- Opening Delimiter -

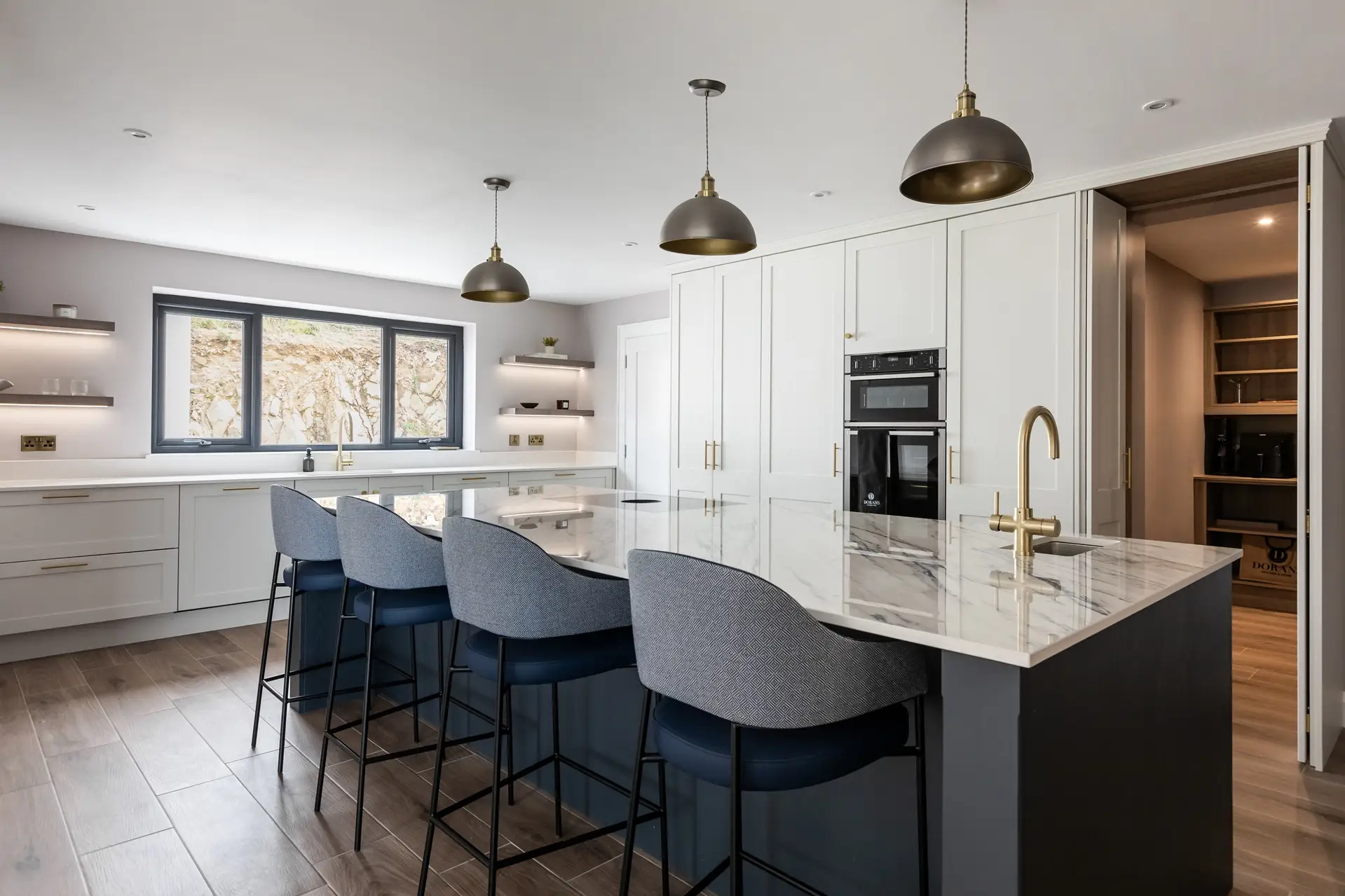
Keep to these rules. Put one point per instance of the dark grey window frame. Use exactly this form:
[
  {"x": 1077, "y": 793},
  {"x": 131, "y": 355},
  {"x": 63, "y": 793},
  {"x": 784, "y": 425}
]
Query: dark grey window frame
[{"x": 252, "y": 317}]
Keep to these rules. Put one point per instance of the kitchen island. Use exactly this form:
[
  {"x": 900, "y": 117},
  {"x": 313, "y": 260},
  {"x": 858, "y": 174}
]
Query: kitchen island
[{"x": 1079, "y": 722}]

- Closing Delimiter -

Work request – Please copy only the lines from the one with "Query: dark grey window frame" through the final line of the records above, both ends included.

Solution to this exercise –
Query: dark grey window frame
[{"x": 252, "y": 317}]
Keep to these rules. Put one point per instance of the kitchen island. Use exactly this form:
[
  {"x": 900, "y": 117},
  {"x": 313, "y": 260},
  {"x": 858, "y": 174}
]
Query: kitchen island
[{"x": 1079, "y": 722}]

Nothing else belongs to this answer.